→ **What needs to be done**: Present the lines as a Markdown table with the columns Row and Line, omitting any blank lines. Begin at the line that contains "Each <instance> block" and stop after the line that contains "box: [93, 217, 340, 239]".

- Opening Delimiter -

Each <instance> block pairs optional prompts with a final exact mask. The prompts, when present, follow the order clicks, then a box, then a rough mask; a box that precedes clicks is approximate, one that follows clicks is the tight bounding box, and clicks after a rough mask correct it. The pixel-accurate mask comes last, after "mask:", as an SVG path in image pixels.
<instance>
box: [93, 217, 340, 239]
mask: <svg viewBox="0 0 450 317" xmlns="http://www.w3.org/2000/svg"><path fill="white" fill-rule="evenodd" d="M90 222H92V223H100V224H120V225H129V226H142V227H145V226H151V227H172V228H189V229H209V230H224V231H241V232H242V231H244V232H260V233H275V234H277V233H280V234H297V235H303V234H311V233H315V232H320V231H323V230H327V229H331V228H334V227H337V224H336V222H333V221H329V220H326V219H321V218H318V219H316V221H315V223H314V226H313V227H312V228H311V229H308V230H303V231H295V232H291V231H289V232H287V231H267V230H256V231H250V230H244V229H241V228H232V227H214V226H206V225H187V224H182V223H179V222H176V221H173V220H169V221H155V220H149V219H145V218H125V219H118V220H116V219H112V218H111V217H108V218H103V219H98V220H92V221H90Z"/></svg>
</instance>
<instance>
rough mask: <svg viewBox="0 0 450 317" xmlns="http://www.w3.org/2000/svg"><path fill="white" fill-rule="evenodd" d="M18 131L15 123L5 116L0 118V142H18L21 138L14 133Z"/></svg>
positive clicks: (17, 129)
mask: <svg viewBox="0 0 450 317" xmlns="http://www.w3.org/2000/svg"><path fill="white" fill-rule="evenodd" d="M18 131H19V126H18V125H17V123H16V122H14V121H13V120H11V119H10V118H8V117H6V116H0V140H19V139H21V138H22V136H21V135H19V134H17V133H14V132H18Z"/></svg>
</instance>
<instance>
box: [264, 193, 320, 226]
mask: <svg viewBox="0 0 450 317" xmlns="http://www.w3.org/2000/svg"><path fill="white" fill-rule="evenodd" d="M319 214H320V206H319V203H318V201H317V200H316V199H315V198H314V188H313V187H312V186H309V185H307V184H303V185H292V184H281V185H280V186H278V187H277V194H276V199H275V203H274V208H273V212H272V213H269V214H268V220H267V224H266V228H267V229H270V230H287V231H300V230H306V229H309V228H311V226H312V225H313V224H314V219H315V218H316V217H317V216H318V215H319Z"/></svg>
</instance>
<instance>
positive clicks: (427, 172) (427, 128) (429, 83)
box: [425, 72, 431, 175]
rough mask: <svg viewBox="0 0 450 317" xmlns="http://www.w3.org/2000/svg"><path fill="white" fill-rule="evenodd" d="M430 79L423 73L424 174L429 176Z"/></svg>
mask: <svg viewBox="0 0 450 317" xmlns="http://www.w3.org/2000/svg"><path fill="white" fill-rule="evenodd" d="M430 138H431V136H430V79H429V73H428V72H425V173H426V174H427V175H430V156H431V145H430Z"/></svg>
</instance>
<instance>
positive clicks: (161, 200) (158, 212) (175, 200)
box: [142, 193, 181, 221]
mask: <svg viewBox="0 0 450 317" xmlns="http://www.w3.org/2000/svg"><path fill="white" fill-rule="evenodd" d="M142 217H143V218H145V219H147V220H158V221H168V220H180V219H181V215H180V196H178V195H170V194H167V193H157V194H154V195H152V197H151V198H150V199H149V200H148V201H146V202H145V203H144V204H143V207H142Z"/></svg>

- Closing Delimiter -
- Opening Delimiter -

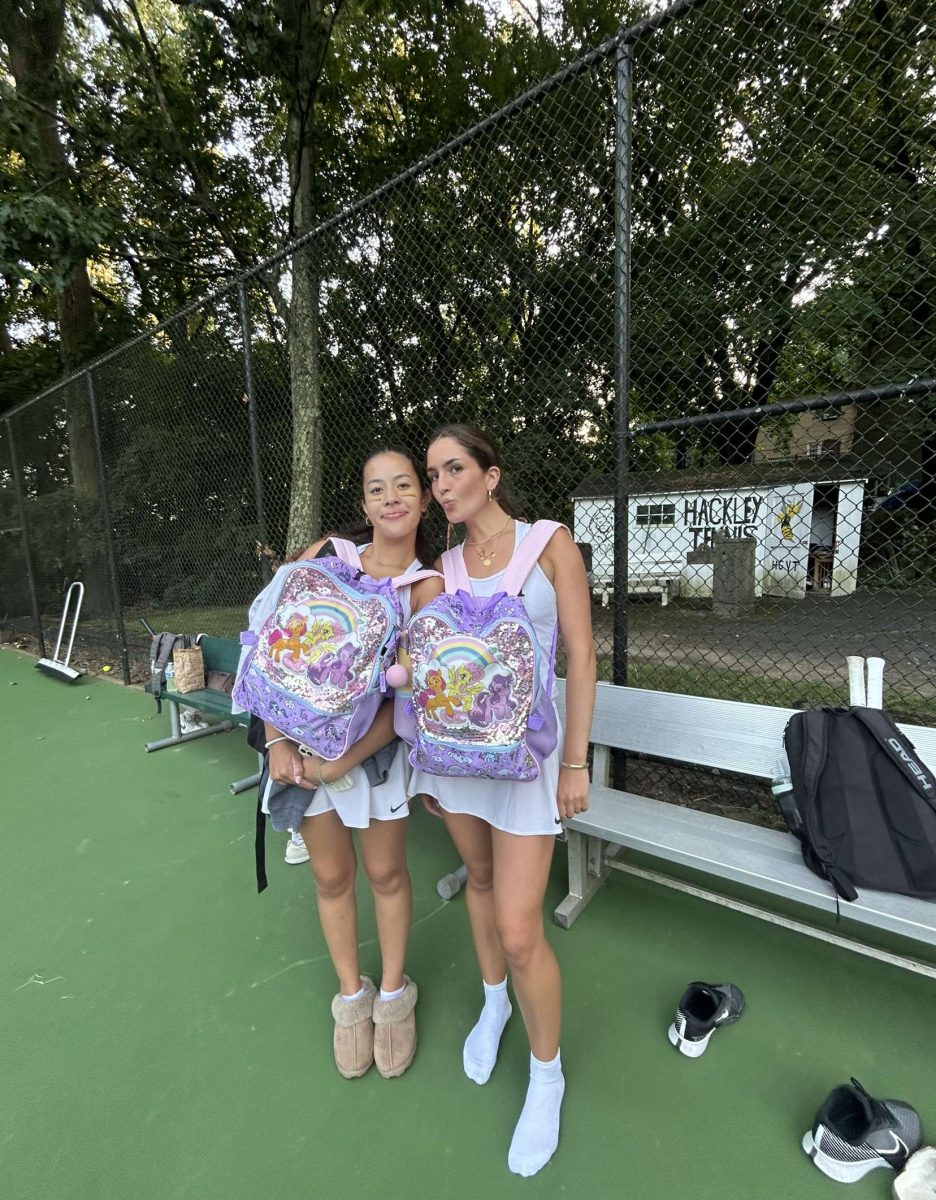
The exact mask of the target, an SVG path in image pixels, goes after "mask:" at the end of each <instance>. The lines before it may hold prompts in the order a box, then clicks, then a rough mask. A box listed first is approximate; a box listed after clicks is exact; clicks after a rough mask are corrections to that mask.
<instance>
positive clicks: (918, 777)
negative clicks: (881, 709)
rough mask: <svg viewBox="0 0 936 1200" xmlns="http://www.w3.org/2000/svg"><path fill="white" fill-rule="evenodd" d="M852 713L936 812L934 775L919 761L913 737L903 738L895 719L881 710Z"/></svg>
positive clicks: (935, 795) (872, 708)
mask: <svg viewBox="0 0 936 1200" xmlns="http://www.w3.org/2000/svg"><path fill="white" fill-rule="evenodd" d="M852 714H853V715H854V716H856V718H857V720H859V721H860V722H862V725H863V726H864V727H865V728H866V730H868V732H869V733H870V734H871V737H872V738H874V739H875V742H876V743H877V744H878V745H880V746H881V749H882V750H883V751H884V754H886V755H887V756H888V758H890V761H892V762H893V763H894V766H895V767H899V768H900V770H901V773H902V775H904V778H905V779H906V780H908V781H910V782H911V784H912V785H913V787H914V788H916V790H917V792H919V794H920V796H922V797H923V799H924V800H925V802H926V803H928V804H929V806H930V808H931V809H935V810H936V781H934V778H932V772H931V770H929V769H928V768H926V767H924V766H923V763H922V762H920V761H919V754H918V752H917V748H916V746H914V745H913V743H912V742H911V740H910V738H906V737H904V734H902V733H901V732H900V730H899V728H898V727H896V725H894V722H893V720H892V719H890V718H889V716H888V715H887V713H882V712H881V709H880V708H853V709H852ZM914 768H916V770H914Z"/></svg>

- Closing Delimiter -

→ **Exercise answer**:
| Row | Line |
|---|---|
| 1 | Each <instance> block pairs optional prompts with a final exact mask. The prompts, when present, follow the order clicks, then a box, then a rough mask; a box that precedes clicks is approximate, one that follows clicks is the tight bounding box, and clicks after a rough mask correct it. The pixel-accurate mask comes last, after "mask:", as an SVG path in image pixels. |
| 2 | <instance> |
| 3 | box: [93, 217, 340, 239] |